▶ [DATA TO USE]
***
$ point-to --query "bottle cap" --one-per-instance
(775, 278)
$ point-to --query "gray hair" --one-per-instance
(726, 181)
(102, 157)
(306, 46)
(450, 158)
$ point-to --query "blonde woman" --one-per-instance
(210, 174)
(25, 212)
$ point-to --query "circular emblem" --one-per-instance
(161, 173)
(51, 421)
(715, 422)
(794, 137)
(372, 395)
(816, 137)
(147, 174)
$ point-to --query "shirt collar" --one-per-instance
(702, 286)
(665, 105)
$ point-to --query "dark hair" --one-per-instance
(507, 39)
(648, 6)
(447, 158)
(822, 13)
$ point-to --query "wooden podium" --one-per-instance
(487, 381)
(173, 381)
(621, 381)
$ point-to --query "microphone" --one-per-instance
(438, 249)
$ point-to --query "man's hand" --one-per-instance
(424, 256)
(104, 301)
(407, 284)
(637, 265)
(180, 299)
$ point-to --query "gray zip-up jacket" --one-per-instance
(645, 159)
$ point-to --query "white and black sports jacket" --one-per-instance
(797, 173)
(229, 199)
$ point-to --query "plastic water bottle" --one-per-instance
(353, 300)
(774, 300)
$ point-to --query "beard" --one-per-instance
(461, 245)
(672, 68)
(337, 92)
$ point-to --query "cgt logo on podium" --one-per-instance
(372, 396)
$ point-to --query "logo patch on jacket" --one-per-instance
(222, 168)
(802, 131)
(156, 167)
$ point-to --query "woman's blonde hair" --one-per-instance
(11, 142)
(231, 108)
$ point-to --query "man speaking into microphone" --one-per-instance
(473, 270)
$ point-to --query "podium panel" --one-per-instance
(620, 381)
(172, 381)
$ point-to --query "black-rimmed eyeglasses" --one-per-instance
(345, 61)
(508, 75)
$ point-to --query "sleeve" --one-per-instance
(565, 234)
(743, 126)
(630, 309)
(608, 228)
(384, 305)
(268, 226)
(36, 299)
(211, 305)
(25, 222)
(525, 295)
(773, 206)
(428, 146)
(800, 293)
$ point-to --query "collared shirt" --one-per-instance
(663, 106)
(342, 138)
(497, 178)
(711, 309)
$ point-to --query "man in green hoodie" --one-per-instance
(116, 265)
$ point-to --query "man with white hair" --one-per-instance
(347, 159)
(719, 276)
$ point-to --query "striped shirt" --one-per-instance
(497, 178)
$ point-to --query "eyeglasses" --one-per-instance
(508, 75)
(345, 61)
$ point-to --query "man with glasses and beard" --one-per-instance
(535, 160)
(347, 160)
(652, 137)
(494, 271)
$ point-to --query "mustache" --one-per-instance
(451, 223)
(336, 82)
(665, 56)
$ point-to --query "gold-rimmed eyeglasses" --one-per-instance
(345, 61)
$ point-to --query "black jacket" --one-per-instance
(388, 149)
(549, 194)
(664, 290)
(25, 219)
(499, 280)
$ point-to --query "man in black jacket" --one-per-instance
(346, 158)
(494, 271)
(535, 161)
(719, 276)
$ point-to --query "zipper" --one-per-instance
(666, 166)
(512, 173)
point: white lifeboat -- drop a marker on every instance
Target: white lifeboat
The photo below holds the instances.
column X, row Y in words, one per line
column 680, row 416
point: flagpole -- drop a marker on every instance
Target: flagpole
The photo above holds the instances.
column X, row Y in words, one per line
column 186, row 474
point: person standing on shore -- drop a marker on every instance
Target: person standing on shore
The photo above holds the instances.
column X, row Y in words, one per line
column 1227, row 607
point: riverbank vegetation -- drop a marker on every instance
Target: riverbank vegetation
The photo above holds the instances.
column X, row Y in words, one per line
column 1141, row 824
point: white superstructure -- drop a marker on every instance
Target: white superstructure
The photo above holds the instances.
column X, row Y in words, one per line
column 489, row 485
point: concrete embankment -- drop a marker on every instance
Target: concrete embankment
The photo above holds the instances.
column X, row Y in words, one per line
***
▶ [PROBLEM DESCRIPTION]
Each line of the entries above that includes the string "concrete" should be copied out.

▶ [SOLUTION FOR THIS TASK]
point: concrete embankment -- drop a marker on every instance
Target: concrete embankment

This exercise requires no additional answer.